Excerpted text
· · ·
Posted by archivearchie on May 23, 2009

From time to time some Big Flame members argued for a change in the name. The reason it never happened is that they never came up with a credible alternative. Whatever doubts there were about the name, most people were happy that the organisation didn’t have a run of the mill left group name like the Revolutionary Socialist International Workers Communist Group League Party (or RSIWCGLP for short).
 

The source for the name was not the Manchester pop group (they were of 1983-86 vintage), but a television play. Part of the long running Wednesday Play series on BBC, it was first broadcast on the 19th February 1969. Unlike some other of the Wednesday Plays, it was not be wiped. So it may even appear from time to time at arts cinemas like the National Film Theatre.

“The Big Flame” had a screenplay by Jim Allen, was directed by Ken Loach and produced by Tony Garnett. The actors included Norman Rossington and Godfrey Quigley. The play also launched the acting career of the late Peter Kerrigan. A Communist Party member and former docker, who had been involved in a real dock strike in Liverpool. Kerrigan later played a terminally ill former Liverpool docker, in Alan Bleasdale’s “Boys from the Blackstuff”. 

 
Jim Allen
Jim Allen

Ken Loach
Ken Loach
 
 Jim Allen 
 
Jim Allen was a former miner and building worker. He began his career as a writer on “Coronation Street” (ITV). Then Allen worked on several television plays with Loach including “Days of Hope” (1975). They later collaborated on three feature films: “Hidden Agenda”  (1988), “Raining Stones” (1993) and “Land and Freedom” (1995).. Allen died in 1999.

 

Allen was a member of the Revolutionary Communist Party (which briefly united the different currents of British Trotskyism in the late 1940s and early 1950s). He went with the Gerry Healy current of the RCP on to the Socialist Labour League. He was expelled from Labour Party in 1962 for his membership of this “prescribed organisation”. Allen left the SLL soon after (before it became the WRP) for reasons he refused to discuss. He continued to share much of its politics.

 Ken Loach

Ken Loach was originally an actor who moved into direction with “Z Cars” (BBC). He directed six Wedneday Plays including “Up the Junction” (1965) and “Cathy Come Home” (1966). He then moved into feature films. Apart from the Allen collaborations mentioned above, his films have included “Kes” (1969), “Bread and Roses” (2000), “The Wind that Shakes the Barley” (2006) and, most recently, “Looking for Eric” (2009). 

He was a member of the Labour Party from 1964 to the mid 1990s. In the 1960s and 70s Loach was one of a group of producers, writers and directors – such as Roy Battersby, Trevor Griffiths, Kenith Trodd, Roland Joffe and Tony Garnett – who were in the orbit of the Socialist Labour League (with varying degree of closeness). Since the 1960s Loach has been a friend of Alan Thornett (then of the SLL/WRP, later of the WSL and ISG), picking Thornett as his “hero” in a 2007 exercise conducted by The Independent newspaper. In recent years Loach has alligned himself with Respect and Socialist Resistance.
· · ·
Written exercise 1
Transcribe the records starting at their beginning and going on through the line that contains "x=460, y=116", and leave the pictures out of your answer.

Data supplied
· · ·
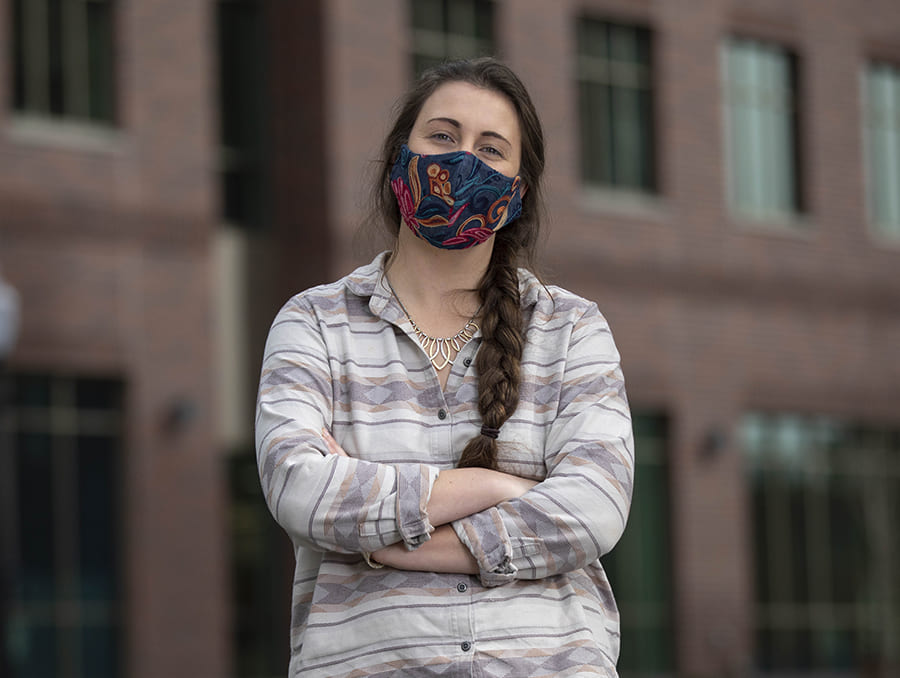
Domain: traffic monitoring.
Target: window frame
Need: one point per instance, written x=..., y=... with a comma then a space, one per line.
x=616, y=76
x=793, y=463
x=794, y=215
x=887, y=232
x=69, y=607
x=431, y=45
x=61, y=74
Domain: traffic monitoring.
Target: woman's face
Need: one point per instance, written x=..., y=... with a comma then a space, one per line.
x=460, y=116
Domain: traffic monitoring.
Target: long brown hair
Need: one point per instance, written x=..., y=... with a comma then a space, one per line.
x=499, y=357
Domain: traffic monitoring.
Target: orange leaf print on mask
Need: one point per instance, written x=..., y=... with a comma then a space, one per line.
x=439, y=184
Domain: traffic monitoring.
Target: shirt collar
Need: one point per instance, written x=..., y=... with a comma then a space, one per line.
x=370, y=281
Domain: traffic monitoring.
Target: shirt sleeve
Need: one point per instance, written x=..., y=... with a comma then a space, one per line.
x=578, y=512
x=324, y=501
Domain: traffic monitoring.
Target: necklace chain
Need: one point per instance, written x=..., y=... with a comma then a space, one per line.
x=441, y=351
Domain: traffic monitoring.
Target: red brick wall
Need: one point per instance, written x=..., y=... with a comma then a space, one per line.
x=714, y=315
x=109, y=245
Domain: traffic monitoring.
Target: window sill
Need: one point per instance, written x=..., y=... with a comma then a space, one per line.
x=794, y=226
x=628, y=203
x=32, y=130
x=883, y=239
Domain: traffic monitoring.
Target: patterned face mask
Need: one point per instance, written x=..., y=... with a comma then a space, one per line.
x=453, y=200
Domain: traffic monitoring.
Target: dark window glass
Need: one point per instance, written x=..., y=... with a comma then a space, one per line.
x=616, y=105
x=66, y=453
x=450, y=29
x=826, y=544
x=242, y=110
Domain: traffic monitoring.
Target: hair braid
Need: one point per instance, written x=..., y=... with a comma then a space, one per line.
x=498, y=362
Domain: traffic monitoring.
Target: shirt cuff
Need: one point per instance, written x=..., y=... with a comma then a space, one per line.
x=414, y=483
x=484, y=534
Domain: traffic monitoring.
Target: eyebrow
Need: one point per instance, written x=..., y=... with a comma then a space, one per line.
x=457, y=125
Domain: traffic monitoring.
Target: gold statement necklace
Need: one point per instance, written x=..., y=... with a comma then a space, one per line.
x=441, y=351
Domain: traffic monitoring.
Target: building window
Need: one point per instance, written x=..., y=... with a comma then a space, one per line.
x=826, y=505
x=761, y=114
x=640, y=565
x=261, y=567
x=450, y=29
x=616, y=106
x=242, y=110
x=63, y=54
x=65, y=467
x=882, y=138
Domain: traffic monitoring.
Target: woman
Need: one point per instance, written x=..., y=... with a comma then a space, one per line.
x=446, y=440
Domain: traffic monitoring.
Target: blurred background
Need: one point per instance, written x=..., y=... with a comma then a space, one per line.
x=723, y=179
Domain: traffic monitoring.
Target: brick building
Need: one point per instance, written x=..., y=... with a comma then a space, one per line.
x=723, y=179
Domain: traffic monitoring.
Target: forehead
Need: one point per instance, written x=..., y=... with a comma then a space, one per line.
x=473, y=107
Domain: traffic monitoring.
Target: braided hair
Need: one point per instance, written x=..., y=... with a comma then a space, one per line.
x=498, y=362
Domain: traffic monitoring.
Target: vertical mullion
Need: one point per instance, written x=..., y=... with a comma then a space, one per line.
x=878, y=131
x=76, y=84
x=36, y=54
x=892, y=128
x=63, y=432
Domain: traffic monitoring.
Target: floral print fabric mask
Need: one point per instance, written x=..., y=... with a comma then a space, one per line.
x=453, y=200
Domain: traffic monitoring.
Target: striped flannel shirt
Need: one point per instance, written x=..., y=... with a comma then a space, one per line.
· · ·
Written exercise 2
Reproduce the passage from the text on the Big Flame name starting with "From time to time some" and going on through "National Film Theatre.", replacing "credible alternative" with "plausible alternative".

Exercise response 1
Domain: traffic monitoring.
Target: window frame
Need: one point per instance, written x=..., y=... with a comma then a space, one per line.
x=616, y=76
x=793, y=463
x=794, y=215
x=887, y=232
x=69, y=607
x=431, y=45
x=61, y=74
Domain: traffic monitoring.
Target: woman's face
Need: one point per instance, written x=..., y=... with a comma then a space, one per line.
x=460, y=116

Exercise response 2
From time to time some Big Flame members argued for a change in the name. The reason it never happened is that they never came up with a plausible alternative. Whatever doubts there were about the name, most people were happy that the organisation didn’t have a run of the mill left group name like the Revolutionary Socialist International Workers Communist Group League Party (or RSIWCGLP for short).
 

The source for the name was not the Manchester pop group (they were of 1983-86 vintage), but a television play. Part of the long running Wednesday Play series on BBC, it was first broadcast on the 19th February 1969. Unlike some other of the Wednesday Plays, it was not be wiped. So it may even appear from time to time at arts cinemas like the National Film Theatre.